'''
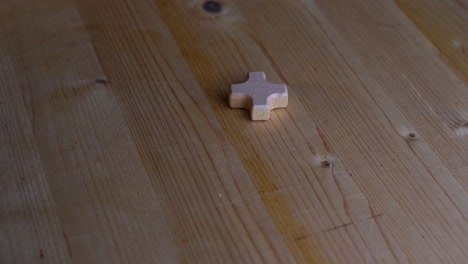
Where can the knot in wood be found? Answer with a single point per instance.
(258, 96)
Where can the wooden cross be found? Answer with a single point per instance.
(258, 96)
'''
'''
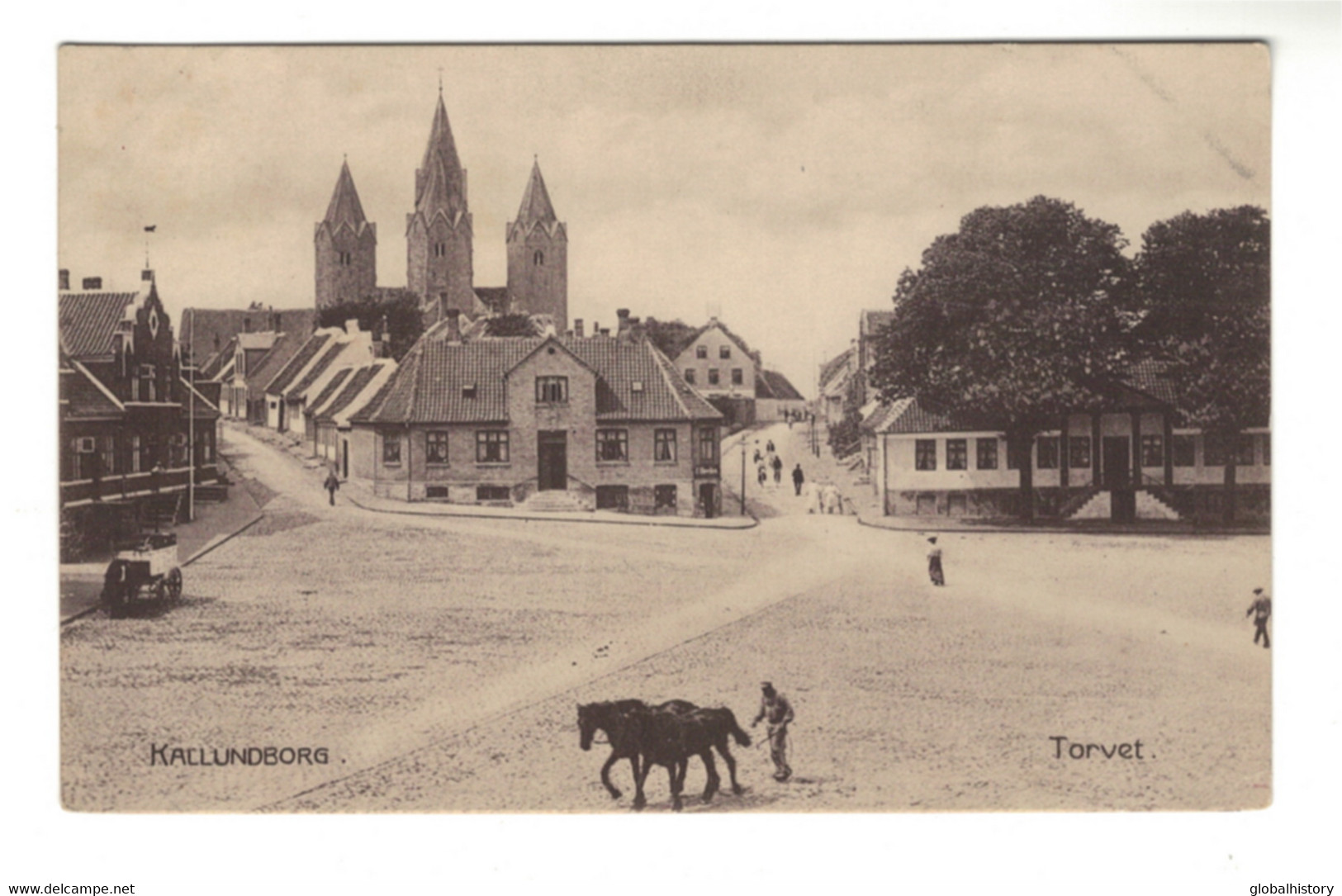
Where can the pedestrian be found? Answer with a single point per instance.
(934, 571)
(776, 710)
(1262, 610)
'''
#### Set exercise
Reproduce only the lines from the one containing "Where can the pedestrian" up to and including the one containing "(1262, 610)", keeping the requests unchanged. Move every answer coordinate by adding 135 to each of its numbers.

#### Task result
Where can the pedestrian be found? Answer with a single point per instance.
(1069, 706)
(911, 845)
(1397, 745)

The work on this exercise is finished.